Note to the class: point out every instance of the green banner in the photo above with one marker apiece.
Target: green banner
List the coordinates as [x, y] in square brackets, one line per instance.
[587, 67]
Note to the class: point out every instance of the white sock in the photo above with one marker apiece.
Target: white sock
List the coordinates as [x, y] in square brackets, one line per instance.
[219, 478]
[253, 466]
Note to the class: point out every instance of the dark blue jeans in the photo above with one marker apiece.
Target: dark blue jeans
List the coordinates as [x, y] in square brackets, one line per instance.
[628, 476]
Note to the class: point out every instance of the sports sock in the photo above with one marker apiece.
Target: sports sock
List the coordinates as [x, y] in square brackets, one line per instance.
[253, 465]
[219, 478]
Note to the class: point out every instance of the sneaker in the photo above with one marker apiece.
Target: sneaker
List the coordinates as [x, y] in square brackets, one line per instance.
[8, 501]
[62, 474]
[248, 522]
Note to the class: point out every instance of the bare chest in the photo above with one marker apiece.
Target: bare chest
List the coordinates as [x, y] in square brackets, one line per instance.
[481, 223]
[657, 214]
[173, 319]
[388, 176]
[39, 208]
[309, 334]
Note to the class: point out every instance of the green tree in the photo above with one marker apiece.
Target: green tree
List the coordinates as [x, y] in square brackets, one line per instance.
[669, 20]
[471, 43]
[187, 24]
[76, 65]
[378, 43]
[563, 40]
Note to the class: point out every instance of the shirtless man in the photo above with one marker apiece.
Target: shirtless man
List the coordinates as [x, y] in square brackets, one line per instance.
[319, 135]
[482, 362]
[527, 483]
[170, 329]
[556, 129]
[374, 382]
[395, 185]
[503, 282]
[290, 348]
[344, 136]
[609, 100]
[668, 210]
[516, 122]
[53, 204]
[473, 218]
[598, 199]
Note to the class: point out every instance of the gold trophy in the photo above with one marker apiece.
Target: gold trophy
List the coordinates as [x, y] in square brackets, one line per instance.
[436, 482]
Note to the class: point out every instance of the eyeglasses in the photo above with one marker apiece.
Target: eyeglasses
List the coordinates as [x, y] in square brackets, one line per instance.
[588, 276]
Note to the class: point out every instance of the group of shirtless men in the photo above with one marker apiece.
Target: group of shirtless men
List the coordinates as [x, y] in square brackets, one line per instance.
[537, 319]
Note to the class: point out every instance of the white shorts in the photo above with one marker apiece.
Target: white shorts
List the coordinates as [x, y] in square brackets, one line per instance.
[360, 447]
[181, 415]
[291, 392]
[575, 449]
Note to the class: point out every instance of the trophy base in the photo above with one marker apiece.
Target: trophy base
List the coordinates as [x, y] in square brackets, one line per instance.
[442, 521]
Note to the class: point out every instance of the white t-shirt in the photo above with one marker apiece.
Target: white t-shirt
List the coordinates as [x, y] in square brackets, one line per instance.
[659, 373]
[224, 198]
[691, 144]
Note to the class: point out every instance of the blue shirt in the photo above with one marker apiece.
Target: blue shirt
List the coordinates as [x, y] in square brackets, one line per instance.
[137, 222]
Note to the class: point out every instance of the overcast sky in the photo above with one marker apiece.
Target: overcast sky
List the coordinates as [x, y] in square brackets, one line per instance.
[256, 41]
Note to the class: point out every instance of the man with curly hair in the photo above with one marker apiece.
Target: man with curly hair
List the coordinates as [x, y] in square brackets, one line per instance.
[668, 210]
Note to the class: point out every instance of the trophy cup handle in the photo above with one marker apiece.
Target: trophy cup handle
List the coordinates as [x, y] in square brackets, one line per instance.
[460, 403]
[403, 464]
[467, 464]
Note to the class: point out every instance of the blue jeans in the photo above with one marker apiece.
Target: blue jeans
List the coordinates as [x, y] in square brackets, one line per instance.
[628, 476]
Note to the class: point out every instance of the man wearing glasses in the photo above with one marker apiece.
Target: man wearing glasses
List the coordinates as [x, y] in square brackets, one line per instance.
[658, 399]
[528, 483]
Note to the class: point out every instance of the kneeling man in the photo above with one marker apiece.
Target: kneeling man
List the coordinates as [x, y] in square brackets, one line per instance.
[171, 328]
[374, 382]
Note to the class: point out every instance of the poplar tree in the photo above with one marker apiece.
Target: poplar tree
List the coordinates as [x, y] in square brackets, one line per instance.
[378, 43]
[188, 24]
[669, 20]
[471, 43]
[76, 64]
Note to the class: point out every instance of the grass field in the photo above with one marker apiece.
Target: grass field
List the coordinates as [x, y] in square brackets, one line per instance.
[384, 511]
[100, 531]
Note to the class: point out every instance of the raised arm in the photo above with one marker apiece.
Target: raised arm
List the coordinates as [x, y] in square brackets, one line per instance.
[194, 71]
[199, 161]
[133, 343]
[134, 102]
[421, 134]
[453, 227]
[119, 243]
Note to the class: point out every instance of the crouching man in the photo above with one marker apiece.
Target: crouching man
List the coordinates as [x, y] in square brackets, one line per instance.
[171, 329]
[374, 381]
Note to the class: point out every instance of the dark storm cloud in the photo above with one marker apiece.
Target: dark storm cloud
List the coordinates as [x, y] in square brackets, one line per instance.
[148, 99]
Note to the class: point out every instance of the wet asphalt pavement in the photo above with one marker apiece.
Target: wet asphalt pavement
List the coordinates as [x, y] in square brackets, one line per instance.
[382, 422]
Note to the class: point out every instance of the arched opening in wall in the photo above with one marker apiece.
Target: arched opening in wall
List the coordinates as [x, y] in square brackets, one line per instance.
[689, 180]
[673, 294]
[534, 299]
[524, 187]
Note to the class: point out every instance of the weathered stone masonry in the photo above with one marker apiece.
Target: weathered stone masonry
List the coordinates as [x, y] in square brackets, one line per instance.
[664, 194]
· · · · ·
**Your assignment:**
Take the line above containing "the dark blue", the line containing "Target: sports sock", and all lines in between, and copy them exactly without anything else.

**Exercise result:**
Note to the class: point out every instance of the dark blue jeans in the photo above with one marker apiece.
Target: dark blue jeans
List the coordinates as [x, y] in square brackets, one line per instance.
[628, 476]
Note to the class: point out every instance of the sports sock in the photo above with one marker apiece.
Target: sports sock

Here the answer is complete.